_Work request_:
Set down exactly the lines from the one containing "of the textured" through the last line of the data below, and no others.

_Data_:

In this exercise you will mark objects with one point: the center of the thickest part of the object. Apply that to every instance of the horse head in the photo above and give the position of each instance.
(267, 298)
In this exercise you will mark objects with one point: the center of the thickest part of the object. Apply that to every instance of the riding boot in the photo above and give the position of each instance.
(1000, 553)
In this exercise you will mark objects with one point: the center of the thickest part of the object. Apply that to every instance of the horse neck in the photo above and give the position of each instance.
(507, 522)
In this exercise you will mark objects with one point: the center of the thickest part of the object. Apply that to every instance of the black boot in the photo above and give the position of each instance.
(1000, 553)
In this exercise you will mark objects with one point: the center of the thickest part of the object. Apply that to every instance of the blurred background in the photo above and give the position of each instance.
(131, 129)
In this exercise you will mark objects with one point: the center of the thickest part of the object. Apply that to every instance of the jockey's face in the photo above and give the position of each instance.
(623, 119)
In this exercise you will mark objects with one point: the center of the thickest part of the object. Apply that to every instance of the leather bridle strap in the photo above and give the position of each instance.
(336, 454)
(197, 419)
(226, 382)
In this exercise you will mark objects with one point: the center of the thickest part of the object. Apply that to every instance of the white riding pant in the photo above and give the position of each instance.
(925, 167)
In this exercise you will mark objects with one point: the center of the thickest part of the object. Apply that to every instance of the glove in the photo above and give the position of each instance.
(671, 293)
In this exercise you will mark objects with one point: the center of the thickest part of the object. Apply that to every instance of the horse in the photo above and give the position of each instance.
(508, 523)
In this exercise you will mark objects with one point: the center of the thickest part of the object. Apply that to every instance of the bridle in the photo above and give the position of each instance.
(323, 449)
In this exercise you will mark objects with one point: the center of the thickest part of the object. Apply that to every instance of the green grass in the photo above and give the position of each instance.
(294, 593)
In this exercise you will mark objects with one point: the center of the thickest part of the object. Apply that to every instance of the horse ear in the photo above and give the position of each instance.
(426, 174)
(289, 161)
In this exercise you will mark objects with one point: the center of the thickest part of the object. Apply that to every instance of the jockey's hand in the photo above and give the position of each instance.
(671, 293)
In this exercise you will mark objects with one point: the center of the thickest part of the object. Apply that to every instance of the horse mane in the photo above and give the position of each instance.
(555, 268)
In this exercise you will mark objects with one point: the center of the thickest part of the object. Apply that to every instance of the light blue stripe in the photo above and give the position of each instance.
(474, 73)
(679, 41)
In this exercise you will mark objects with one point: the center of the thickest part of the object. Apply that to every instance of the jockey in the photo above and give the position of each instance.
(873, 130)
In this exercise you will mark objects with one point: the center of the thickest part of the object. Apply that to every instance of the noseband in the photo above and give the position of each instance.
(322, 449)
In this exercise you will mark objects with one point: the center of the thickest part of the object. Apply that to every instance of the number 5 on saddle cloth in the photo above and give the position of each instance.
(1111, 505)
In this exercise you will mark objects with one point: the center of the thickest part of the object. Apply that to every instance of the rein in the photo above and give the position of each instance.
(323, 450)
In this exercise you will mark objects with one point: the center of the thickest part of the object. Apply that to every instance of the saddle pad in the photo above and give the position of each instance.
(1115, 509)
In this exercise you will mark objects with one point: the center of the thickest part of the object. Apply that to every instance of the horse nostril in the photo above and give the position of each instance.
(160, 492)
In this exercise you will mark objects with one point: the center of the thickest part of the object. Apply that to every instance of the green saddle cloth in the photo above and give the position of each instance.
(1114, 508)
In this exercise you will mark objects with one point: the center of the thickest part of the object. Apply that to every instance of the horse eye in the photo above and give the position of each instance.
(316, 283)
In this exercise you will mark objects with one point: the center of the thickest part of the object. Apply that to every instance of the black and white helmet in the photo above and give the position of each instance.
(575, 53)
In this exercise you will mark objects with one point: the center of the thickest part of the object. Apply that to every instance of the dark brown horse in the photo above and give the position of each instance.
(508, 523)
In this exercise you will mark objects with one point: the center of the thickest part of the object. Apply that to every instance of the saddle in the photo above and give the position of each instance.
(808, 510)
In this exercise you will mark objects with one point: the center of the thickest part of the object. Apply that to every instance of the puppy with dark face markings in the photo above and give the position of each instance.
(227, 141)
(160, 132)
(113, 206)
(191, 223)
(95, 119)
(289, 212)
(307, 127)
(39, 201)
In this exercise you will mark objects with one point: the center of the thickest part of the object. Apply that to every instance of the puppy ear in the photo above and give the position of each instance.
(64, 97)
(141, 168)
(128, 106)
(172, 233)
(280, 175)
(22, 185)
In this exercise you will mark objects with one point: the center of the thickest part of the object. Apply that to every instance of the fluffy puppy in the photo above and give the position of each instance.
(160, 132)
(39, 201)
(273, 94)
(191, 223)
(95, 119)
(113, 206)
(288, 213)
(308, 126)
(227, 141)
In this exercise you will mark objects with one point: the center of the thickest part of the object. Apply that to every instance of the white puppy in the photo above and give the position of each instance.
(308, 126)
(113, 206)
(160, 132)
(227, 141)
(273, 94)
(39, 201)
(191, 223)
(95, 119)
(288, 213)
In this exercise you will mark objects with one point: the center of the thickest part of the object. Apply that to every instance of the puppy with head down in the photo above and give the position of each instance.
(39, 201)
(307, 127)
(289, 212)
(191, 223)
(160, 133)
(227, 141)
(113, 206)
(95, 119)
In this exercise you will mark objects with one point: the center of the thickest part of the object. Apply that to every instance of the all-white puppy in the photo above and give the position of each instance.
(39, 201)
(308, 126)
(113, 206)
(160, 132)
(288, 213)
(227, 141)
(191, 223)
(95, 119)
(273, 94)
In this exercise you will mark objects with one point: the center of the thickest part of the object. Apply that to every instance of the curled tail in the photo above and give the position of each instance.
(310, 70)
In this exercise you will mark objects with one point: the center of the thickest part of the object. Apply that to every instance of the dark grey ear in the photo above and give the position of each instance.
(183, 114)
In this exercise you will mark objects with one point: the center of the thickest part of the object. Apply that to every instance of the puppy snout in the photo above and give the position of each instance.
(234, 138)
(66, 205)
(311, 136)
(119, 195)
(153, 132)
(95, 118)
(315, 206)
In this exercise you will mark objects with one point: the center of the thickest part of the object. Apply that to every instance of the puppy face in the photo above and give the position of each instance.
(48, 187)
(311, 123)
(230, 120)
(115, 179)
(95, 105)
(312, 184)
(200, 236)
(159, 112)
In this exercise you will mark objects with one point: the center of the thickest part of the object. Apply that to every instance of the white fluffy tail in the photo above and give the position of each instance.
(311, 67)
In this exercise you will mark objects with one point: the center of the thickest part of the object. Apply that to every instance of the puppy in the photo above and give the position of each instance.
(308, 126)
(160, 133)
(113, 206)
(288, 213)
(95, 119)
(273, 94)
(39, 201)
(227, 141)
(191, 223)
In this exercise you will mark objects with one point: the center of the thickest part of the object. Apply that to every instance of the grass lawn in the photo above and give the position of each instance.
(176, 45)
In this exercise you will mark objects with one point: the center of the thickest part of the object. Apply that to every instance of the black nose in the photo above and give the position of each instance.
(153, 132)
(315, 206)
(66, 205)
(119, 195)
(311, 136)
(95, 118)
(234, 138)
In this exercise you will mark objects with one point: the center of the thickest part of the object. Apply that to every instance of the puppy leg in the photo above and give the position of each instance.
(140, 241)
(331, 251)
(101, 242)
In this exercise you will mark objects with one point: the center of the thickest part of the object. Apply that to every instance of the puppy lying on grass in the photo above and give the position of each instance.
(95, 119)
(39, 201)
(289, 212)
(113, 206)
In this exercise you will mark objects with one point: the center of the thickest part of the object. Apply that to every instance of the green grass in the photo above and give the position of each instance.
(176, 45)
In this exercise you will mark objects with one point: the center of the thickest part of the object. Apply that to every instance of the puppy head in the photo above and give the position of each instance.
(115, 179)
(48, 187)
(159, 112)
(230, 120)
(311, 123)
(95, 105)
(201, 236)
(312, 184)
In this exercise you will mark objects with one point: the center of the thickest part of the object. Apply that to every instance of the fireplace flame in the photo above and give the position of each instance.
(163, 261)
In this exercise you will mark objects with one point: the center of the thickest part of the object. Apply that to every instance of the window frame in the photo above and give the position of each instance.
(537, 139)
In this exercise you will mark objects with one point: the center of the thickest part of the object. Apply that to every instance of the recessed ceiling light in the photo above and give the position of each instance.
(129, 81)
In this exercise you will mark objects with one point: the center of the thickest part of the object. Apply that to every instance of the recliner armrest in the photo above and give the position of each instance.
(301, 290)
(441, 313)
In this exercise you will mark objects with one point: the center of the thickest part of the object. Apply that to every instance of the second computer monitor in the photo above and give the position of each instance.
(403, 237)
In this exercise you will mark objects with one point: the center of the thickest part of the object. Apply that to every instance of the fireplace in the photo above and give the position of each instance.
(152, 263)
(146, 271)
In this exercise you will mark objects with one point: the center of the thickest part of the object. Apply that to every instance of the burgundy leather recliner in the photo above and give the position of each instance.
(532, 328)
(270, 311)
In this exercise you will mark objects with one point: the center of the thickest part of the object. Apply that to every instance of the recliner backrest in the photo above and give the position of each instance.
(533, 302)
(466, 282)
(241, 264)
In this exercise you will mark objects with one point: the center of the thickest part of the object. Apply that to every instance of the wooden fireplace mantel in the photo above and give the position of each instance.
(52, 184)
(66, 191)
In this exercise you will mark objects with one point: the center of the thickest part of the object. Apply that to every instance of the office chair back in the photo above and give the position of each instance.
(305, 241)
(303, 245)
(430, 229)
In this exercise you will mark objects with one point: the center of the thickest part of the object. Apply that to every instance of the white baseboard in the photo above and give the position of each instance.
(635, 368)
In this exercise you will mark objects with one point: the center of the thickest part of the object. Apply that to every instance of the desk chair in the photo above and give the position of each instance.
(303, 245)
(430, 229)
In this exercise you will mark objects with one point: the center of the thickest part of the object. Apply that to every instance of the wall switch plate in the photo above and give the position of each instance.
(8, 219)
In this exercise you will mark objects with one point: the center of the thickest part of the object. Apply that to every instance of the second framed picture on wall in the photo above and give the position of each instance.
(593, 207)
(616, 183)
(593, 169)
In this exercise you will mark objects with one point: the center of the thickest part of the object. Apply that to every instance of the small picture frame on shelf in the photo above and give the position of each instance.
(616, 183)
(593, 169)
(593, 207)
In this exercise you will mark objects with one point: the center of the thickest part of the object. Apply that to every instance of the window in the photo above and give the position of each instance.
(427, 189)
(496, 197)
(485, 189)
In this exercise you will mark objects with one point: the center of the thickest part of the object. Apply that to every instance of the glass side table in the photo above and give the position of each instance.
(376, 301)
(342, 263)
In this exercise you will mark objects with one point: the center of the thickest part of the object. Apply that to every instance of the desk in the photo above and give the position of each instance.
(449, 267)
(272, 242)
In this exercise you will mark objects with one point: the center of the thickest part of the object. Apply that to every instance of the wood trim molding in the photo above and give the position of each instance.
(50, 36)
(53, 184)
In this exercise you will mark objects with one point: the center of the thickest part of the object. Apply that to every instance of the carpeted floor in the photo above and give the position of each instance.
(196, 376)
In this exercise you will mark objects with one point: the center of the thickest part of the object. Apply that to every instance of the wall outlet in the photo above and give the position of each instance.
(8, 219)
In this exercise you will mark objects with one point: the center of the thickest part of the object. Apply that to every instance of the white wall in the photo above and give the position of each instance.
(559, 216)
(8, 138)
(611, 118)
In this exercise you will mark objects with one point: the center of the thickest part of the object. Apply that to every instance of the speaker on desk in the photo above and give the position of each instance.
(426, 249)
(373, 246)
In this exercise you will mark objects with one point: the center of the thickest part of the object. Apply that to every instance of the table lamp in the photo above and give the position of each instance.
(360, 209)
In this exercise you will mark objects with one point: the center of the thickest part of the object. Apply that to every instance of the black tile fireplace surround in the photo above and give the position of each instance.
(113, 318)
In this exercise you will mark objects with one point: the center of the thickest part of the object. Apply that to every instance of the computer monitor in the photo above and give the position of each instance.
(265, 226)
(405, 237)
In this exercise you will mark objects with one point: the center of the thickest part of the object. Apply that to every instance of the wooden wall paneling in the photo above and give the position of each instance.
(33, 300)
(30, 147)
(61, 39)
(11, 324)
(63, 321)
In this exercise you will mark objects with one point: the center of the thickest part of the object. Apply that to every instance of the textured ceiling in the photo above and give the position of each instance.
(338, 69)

_Problem solution_:
In this exercise you will mark objects with one point: the center of the thickest part of the object. Apply that to every instance of the textured ceiling in the photo above and give the position of each instance.
(338, 69)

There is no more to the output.